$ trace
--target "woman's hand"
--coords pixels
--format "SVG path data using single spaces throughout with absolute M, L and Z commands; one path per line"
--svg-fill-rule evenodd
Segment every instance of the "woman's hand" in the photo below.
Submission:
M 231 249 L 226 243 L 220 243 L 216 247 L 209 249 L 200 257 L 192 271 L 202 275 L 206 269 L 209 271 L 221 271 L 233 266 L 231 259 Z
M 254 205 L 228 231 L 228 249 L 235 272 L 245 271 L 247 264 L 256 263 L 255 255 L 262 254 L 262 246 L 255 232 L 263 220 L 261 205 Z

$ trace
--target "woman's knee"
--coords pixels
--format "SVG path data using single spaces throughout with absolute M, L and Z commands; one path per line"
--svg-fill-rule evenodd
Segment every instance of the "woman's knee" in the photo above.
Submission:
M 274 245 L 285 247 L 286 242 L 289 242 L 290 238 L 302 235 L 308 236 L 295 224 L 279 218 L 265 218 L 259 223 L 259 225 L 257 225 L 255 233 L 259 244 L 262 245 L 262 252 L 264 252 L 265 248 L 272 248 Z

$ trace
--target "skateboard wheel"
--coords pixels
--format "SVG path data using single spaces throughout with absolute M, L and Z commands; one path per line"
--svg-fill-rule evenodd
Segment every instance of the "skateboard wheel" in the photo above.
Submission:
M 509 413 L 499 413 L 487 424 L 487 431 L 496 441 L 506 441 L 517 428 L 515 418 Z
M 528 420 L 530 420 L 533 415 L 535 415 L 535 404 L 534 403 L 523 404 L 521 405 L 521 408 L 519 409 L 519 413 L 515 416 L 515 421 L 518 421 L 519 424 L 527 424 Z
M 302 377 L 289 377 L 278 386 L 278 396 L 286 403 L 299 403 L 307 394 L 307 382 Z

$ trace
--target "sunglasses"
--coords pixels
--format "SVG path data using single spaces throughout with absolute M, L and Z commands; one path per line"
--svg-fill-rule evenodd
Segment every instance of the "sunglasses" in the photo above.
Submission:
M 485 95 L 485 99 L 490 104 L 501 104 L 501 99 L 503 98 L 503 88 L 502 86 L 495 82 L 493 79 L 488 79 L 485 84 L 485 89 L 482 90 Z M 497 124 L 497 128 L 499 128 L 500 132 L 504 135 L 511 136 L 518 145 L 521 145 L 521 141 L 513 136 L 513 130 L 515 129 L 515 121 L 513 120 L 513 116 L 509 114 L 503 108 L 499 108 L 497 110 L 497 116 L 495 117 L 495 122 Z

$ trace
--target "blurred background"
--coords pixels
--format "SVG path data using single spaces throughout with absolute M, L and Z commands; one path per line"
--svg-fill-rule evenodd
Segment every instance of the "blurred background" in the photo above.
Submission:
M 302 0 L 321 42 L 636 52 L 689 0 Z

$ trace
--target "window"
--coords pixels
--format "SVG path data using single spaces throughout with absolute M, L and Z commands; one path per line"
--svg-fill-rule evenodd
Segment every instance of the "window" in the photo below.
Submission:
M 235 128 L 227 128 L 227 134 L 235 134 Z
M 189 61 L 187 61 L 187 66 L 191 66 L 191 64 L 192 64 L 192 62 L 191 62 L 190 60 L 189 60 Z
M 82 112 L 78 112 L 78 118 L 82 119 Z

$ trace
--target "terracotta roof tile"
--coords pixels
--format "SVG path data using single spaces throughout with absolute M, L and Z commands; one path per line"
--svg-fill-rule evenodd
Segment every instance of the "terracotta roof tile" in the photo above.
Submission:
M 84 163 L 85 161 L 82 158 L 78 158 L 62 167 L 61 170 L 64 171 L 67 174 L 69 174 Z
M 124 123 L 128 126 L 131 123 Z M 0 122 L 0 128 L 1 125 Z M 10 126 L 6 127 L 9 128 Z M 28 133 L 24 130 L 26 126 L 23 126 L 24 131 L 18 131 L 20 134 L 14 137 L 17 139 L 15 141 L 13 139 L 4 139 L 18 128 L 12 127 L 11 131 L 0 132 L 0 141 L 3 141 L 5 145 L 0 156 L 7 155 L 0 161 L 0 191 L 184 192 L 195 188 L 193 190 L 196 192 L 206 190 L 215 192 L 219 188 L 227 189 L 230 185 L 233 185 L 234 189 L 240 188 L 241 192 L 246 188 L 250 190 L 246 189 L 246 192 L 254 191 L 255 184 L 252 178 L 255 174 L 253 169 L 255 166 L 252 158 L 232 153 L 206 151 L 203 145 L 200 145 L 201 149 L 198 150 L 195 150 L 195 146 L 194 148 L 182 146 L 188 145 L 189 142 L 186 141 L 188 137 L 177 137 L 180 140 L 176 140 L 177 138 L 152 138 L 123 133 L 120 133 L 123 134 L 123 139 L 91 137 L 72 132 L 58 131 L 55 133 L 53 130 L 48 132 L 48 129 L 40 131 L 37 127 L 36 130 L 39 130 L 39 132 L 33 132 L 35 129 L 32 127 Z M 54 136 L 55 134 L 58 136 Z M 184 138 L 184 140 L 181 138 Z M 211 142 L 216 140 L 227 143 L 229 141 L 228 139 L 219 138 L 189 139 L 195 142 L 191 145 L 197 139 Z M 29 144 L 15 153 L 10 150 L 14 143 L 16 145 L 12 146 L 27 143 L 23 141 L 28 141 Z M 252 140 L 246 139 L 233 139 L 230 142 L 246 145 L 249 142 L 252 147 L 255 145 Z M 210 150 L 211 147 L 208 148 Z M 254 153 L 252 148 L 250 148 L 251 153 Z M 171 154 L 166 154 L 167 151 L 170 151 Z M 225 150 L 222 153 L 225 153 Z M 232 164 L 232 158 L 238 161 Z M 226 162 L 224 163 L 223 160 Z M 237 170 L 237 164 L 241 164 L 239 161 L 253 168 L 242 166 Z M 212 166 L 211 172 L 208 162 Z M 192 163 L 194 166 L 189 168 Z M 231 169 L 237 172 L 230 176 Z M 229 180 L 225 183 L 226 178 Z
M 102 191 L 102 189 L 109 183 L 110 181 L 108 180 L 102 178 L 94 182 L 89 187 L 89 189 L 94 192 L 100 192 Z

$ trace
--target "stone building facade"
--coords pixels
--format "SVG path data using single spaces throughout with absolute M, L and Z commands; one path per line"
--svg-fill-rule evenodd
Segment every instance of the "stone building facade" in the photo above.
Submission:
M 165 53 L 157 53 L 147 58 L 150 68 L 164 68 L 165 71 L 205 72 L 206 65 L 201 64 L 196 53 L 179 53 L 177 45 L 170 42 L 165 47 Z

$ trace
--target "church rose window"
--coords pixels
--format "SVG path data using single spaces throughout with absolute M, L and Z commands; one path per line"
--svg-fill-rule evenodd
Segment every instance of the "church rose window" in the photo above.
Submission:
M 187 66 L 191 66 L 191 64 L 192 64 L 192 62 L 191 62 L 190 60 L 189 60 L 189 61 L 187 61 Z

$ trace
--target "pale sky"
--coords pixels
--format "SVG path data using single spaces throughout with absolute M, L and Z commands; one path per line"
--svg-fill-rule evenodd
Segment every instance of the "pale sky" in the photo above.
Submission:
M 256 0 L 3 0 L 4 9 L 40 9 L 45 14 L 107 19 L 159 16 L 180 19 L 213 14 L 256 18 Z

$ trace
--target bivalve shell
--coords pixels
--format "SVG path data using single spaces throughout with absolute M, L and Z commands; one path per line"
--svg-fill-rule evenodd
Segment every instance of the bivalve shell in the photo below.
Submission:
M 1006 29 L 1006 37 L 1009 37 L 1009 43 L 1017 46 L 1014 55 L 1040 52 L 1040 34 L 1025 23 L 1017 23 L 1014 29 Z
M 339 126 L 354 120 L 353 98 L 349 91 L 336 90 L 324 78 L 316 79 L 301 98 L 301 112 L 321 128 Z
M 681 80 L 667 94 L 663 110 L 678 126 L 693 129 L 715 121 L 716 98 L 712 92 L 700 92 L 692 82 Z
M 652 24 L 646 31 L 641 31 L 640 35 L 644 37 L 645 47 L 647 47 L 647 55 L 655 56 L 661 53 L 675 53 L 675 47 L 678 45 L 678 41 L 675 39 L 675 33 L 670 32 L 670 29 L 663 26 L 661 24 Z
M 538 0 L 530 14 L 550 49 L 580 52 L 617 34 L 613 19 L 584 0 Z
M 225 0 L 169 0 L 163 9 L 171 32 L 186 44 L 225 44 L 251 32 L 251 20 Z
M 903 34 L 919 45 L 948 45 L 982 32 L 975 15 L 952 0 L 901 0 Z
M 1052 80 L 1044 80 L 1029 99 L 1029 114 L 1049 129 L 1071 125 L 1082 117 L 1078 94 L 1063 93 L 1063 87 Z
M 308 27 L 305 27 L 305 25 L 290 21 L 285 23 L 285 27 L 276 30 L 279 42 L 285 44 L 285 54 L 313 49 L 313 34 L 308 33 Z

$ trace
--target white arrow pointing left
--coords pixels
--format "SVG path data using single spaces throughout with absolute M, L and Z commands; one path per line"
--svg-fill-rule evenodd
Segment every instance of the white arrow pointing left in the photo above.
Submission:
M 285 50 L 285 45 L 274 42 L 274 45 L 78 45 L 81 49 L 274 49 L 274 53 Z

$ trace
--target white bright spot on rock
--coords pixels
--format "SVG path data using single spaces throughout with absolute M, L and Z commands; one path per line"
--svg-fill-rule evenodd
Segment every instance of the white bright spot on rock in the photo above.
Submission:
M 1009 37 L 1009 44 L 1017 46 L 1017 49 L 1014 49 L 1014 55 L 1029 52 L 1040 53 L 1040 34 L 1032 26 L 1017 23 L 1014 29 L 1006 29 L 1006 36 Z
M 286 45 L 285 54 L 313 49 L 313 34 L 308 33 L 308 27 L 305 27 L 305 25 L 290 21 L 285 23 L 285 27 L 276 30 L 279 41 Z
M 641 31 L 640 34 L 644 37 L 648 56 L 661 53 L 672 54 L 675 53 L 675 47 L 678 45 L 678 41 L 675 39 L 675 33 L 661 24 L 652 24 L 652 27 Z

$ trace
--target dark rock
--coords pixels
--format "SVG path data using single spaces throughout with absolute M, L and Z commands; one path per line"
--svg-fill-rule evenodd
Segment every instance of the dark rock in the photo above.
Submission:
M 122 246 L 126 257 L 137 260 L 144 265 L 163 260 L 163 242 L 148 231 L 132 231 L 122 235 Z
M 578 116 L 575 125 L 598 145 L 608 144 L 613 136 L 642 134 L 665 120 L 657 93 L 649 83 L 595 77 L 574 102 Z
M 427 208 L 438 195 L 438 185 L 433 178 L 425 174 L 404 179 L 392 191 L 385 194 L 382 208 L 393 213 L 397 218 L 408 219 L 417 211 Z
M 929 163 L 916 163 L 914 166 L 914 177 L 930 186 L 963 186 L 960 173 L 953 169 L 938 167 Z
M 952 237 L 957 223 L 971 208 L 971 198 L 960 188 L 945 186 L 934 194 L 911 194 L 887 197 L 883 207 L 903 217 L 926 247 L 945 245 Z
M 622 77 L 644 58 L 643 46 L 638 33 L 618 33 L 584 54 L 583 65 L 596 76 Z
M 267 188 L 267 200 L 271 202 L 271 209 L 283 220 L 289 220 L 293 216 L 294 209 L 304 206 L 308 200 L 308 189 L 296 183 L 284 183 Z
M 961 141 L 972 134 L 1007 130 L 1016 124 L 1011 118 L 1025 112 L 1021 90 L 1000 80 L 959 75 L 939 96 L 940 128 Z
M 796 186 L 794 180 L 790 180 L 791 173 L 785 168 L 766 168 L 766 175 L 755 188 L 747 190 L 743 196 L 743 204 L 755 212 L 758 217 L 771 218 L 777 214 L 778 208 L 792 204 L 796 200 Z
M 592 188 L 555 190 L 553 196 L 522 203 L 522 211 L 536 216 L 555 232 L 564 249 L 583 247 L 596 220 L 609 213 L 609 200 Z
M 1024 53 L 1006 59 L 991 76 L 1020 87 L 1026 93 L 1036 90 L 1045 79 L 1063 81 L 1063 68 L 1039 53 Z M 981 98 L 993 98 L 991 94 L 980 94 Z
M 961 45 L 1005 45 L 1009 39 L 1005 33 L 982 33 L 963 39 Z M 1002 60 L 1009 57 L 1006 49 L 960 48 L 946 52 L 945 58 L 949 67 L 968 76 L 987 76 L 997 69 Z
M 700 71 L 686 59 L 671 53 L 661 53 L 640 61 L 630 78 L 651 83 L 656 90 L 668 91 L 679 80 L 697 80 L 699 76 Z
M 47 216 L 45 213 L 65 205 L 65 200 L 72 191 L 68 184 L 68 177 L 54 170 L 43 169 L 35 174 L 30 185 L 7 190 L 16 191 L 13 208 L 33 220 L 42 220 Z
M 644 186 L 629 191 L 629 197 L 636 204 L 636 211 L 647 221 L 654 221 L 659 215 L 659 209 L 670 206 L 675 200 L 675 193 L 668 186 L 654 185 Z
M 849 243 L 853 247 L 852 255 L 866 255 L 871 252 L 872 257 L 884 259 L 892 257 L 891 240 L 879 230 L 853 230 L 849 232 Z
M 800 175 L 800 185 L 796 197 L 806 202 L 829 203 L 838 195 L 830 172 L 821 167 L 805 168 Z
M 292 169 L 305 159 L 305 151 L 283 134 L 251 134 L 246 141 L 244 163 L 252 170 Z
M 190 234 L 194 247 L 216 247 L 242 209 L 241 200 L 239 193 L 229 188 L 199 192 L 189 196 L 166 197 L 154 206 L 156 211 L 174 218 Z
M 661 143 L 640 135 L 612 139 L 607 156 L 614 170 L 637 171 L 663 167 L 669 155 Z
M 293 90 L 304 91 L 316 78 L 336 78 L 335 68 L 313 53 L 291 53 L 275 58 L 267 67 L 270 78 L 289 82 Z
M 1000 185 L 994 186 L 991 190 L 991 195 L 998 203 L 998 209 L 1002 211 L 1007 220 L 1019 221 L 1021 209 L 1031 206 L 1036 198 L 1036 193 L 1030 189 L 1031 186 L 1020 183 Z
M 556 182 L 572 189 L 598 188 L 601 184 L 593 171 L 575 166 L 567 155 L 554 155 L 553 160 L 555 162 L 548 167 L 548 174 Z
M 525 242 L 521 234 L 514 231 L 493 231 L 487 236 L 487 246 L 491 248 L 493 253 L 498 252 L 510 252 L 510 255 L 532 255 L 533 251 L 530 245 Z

* * * * *

> _Exercise_
Find every line in the material above that contains the string "below", with case counting, and copy each of those lines.

> _The result_
Segment every instance of the "woman's hand" in the photo below.
Segment every instance of the "window" in the photo below.
Segment every instance of the bivalve shell in the photo below.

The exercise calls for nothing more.